* [Your objective]
Pick out every line in the rows below that contains the string "vanity", matching case exactly, and copy each one.

* [Input]
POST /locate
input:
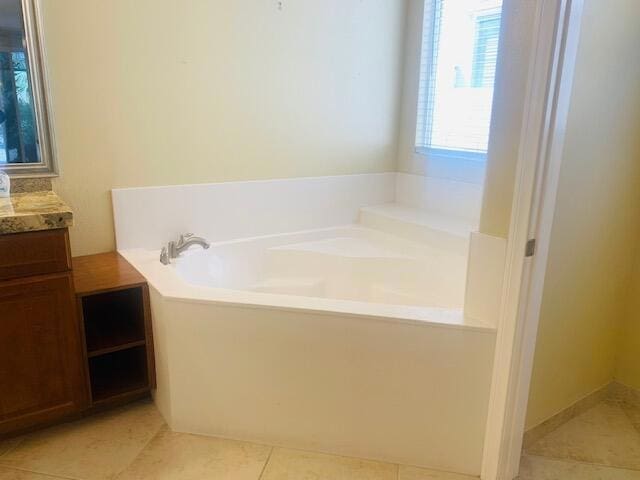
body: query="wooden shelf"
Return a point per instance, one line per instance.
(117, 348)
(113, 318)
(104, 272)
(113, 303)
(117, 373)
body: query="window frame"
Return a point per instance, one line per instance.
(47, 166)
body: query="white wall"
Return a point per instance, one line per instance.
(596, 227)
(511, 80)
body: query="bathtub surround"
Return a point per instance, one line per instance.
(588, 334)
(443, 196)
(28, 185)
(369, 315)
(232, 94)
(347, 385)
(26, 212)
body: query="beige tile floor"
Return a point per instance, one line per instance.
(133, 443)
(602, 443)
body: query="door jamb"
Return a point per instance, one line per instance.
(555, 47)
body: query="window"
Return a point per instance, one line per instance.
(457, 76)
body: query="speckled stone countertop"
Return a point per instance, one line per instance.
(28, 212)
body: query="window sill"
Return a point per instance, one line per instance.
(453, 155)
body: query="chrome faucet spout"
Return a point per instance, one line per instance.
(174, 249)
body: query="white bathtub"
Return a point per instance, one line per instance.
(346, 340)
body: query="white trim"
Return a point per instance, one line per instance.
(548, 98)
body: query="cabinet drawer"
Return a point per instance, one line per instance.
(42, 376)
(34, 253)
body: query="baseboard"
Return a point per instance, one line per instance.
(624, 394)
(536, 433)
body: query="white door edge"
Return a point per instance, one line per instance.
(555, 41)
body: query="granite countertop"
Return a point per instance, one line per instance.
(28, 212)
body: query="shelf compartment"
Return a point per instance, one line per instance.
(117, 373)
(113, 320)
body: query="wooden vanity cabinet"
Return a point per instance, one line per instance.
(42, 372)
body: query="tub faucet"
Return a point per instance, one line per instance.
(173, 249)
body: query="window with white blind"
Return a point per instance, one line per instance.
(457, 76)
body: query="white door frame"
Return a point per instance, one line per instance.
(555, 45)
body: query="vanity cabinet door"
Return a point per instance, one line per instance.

* [Answer]
body: query="wooden vanity cabinet"
body: query="vanity cabinet door"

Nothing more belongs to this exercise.